■ **CONSIGNES**:
**A.** Recopiez fidèlement le passage de l'extrait consacré à Yoshitoshi et au moine Raigo, en commençant à « - Raigo était » et en terminant à « dieux avec ferveur. ».
**B.** Indiquez, pour chacune des affirmations suivantes, si elle concorde avec l'extrait consacré à Yoshitoshi et au moine Raigo, en répondant par oui ou par non et en citant textuellement les mots qui en décident : (i) Yoshitoshi créa ses meilleures séries d'estampes au début de sa carrière ; (ii) Raigo résidait au monastère de Miidera, dans la province d'Omi ; (iii) Raigo refusa la requête de l'Empereur Shirakawa.
**C.** Poursuivez le récit de l'extrait consacré à Yoshitoshi et au moine Raigo à la suite de sa dernière phrase.

■ **EXTRAIT**:
★ ★ ★ ★

C'est vraiment à la fin de sa vie qu'il créa ses meilleures séries d'estampes : "Une Centaine d'Aspects de la Lune" et "Les Nouvelles Formes de Trente Six Fantômes". Il aidera également ses amis en les soutenant dans leur combat de protection des arts traditionnels japonais (menacés par la modernisation du Japon). Malheureusement, ses problèmes mentaux finiront par le miner et il sera interné dans un établissement psychiatrique. Peu après sa sortie, il décèdera en 1892 d'une hémorragie cérébrale.

The monk Raigo
Estampe de Tsukioka Yoshitoshi représentant le moine Raigo pour sa série consacrée aux Fantômes intitulée : "Shinkei Sanjurokuten".

- Raigo était - selon la légende - un moine pieux qui résidait au Monastère de Miidera (ou Mii-dera), dans la Province d'Omi.

Un beau jour, l'Empereur Shirakawa (1073 - 1087), inquiet de ne pas encore avoir eu de descendance, alla trouver Raigo pour qu'il prie les dieux et Buddha afin qu'ils accordent un rejeton au monarque. En échange de son aide, Shirakawa promit au moine de lui accorder la récompense de son choix. Honoré par cette requête, Raigo accepta l'offre et se mit à prier les dieux avec ferveur.

★ ★ ★ ★

[Éléments du jeu de données]
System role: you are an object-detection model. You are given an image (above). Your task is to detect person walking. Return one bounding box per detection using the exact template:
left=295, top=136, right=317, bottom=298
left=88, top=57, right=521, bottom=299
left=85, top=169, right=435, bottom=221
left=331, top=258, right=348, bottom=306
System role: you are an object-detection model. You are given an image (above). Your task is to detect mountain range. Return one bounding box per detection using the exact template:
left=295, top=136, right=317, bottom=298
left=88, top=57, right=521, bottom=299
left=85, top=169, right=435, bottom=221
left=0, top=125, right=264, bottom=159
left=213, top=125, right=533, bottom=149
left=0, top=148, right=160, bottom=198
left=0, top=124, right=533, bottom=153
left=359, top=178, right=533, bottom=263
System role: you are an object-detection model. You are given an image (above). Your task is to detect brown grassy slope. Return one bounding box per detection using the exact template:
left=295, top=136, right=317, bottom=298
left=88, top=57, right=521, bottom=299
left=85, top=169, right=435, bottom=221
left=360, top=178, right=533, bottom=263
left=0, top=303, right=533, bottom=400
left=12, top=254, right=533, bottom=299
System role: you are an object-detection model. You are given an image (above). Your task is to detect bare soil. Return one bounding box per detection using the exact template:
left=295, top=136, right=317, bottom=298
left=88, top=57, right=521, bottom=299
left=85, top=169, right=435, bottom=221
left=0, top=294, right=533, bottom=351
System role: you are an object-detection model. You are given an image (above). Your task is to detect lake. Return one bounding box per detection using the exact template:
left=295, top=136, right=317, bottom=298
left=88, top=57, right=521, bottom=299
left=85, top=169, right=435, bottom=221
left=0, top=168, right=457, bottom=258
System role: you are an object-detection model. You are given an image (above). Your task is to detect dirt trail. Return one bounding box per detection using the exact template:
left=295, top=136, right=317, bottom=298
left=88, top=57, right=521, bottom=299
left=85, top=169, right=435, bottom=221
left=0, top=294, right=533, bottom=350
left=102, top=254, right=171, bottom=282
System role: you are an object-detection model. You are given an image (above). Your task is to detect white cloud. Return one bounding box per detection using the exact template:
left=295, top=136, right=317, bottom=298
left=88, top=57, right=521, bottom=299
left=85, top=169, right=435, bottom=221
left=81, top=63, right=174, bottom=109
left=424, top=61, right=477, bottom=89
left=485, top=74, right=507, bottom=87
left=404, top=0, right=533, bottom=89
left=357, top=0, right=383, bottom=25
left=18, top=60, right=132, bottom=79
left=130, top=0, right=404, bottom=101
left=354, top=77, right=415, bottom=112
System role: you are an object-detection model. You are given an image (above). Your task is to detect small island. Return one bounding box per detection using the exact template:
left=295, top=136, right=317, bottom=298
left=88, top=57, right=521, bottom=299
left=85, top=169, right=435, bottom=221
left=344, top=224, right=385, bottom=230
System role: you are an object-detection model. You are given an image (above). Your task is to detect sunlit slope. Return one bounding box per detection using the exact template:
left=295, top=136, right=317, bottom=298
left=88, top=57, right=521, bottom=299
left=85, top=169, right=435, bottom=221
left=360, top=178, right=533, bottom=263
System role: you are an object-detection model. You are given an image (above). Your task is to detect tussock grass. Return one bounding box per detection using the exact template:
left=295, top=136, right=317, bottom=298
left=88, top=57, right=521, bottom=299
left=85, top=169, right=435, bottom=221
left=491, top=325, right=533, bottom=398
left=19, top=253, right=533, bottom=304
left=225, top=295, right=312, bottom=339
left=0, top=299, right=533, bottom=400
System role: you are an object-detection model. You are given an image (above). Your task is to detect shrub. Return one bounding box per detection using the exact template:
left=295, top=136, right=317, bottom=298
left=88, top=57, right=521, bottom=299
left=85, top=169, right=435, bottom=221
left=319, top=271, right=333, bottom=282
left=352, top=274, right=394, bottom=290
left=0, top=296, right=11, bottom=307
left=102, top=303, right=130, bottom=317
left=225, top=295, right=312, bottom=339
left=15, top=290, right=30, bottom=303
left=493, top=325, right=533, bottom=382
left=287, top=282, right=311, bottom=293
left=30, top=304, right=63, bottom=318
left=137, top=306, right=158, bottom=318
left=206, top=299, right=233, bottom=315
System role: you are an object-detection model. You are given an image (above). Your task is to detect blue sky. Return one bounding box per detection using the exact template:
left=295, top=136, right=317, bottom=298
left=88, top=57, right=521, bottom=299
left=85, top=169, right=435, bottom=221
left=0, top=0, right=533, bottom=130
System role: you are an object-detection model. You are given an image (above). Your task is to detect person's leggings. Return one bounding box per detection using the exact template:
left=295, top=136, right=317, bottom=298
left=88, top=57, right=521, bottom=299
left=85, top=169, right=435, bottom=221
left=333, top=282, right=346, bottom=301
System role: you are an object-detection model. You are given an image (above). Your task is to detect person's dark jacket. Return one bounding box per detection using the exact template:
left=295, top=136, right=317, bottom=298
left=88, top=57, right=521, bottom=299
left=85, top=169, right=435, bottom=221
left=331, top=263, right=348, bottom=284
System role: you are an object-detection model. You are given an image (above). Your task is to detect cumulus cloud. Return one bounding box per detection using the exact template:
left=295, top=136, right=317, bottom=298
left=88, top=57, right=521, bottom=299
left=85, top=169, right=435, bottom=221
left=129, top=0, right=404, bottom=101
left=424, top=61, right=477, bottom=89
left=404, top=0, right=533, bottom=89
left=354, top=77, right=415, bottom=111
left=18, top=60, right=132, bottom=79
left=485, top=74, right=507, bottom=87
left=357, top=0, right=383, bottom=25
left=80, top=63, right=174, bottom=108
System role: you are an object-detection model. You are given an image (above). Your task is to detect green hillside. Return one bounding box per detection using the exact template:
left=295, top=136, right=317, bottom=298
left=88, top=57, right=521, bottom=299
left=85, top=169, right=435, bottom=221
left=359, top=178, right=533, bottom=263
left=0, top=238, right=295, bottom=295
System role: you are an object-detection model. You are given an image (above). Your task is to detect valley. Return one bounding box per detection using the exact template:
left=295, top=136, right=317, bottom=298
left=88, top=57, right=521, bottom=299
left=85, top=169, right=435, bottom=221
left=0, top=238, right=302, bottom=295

★ ★ ★ ★

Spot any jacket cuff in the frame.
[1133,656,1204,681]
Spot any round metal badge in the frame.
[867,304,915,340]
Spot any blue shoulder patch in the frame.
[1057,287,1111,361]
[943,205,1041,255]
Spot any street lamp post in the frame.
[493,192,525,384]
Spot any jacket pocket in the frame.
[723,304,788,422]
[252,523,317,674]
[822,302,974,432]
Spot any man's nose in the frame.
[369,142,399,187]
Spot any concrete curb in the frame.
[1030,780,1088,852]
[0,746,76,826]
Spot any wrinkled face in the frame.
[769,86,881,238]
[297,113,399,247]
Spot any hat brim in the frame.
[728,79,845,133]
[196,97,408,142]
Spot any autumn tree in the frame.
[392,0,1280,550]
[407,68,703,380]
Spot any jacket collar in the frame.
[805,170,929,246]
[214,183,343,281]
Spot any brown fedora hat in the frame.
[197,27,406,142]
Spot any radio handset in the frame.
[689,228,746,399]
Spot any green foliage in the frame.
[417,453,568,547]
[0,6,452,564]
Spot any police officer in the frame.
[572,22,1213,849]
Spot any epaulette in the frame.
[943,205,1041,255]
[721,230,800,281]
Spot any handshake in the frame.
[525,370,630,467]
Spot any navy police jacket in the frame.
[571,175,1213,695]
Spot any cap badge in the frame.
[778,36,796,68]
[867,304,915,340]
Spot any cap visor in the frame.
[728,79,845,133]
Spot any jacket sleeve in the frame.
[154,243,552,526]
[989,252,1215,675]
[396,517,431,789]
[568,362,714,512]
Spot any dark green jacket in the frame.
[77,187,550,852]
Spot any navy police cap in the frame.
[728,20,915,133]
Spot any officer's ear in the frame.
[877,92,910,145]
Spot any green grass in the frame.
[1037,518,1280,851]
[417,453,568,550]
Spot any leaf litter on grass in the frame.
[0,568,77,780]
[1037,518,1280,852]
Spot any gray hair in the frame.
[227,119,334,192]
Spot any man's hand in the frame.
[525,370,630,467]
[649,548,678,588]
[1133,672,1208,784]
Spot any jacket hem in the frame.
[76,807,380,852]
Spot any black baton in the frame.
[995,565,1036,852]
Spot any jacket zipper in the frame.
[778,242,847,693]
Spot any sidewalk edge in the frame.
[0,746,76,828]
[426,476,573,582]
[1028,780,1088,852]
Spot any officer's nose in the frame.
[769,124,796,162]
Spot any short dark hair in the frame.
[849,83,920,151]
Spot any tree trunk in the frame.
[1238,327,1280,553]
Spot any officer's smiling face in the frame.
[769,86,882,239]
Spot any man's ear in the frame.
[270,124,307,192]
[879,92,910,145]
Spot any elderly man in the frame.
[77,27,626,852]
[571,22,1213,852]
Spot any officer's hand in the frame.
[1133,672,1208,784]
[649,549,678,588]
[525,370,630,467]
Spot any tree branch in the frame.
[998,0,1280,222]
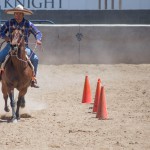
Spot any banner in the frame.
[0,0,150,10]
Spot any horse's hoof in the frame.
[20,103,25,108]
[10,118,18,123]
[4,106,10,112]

★ ★ ★ ★

■ **RÉPONSES**:
**A.**
- Raigo était - selon la légende - un moine pieux qui résidait au Monastère de Miidera (ou Mii-dera), dans la Province d'Omi.

Un beau jour, l'Empereur Shirakawa (1073 - 1087), inquiet de ne pas encore avoir eu de descendance, alla trouver Raigo pour qu'il prie les dieux et Buddha afin qu'ils accordent un rejeton au monarque. En échange de son aide, Shirakawa promit au moine de lui accorder la récompense de son choix. Honoré par cette requête, Raigo accepta l'offre et se mit à prier les dieux avec ferveur.

**B.**
(i) Non : « C'est vraiment à la fin de sa vie qu'il créa ses meilleures séries d'estampes ».
(ii) Oui : « un moine pieux qui résidait au Monastère de Miidera (ou Mii-dera), dans la Province d'Omi ».
(iii) Non : « Raigo accepta l'offre et se mit à prier les dieux avec ferveur ».

**C.**
En 1074, les efforts du moine furent récompensés par la naissance du Prince Taruhito. Heureux d'avoir réussi sa mission, Raigo alla trouver l'Empereur pour lui demander sa récompense : la construction d'un nouveau bâtiment d'ordination pour le Monastère de Miidera. L'Empereur accepta. Malheureusement les évènements allaient se liguer contre sa promesse.

Le Temple de Miidera avait un rival, le puissant Monastère Enraku-ji (ou Enryaku-ji) du Mont HieiKyoto). Les moines de ce temple étaient tout sauf paisibles, il s'agissait plus de combattants organisés comme une armée. Furieux d'apprendre que leurs rivaux allaient s'agrandir avec la bénédiction de l'Empereur lui-même, les moines firent pression sur le monarque pour l'empêcher de tenir sa parole.

Ne voulant pas offenser son bienfaiteur, Shirakawa convoqua Raigo pour voir s'il pouvait lui offrir autre chose qui pourrait le contenter mais ce dernier refusa et protesta en faisant la grève de la faim. Au centième jour de son action, Raigo trépassa en maudissant le monarque parjure avec son dernier souffle.

La haine et la déception du moine le changèrent en Onryo (voir la note suivante pour plus d'informations à ce sujet). Peu de temps après, on aperçut la silhouette blanche du moine aux abords des appartements du fils de l'Empereur. Suite à cette étrange vision, le jeune Taruhito trépassa mais la vengeance de Raigo ne devait pas s'arrêter là !

Avant de mourir, Raigo aurait utilisé une forme de magie pervertie pour revenir à la vie sous la forme d'un énorme rat au corps dur comme la pierre et aux dents tranchantes pareilles à de l'acier : un Tesso (un Yokai dont le nom signifie : "Rat de Fer").

Raigo the Tesso
Illustration de Gegebo Kurohoushi représentant le moine Raigo sous sa forme de Tesso.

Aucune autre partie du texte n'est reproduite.